>> start Material provided
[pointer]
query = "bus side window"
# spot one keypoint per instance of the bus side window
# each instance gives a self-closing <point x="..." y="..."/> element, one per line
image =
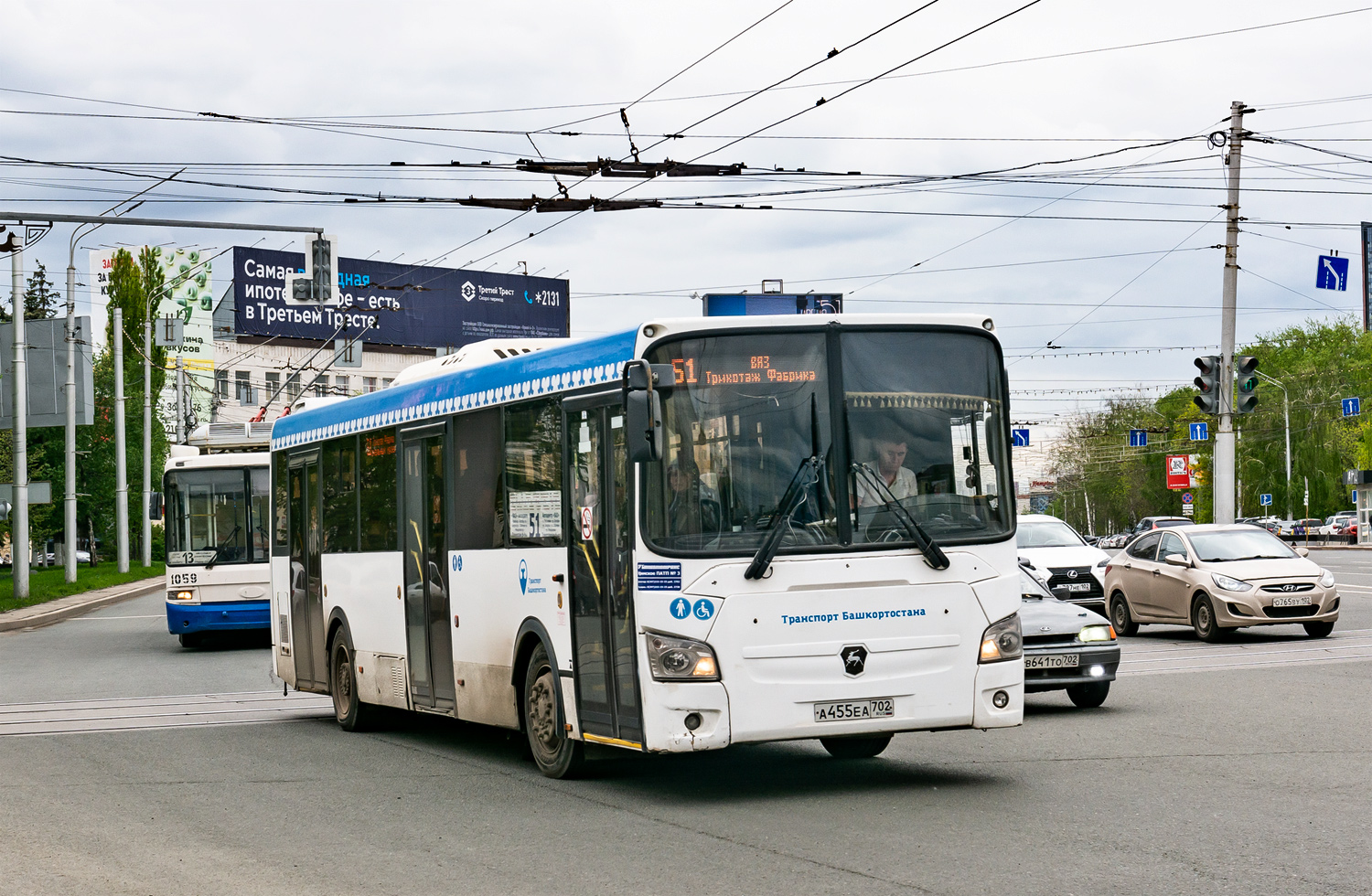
<point x="477" y="479"/>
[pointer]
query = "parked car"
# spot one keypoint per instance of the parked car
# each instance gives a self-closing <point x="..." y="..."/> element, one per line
<point x="1059" y="555"/>
<point x="1067" y="646"/>
<point x="1216" y="580"/>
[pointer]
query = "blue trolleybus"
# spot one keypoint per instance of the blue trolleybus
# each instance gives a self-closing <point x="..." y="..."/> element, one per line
<point x="681" y="537"/>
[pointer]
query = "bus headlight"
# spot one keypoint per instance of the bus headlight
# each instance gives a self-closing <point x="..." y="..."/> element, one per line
<point x="1002" y="641"/>
<point x="681" y="659"/>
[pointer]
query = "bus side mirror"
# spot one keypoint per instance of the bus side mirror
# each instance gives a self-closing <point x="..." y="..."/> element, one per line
<point x="644" y="419"/>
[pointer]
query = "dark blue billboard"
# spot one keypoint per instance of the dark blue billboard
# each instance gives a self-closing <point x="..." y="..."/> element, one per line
<point x="398" y="304"/>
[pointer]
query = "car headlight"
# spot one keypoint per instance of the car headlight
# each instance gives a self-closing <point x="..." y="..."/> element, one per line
>> end Material provided
Aim of the task »
Identify each line of the material above that contains the word "dark", matching case exactly, and copy those lines.

Problem solution »
query = "dark blue billboard"
# spot one keypoint per instance of the dark blue billboard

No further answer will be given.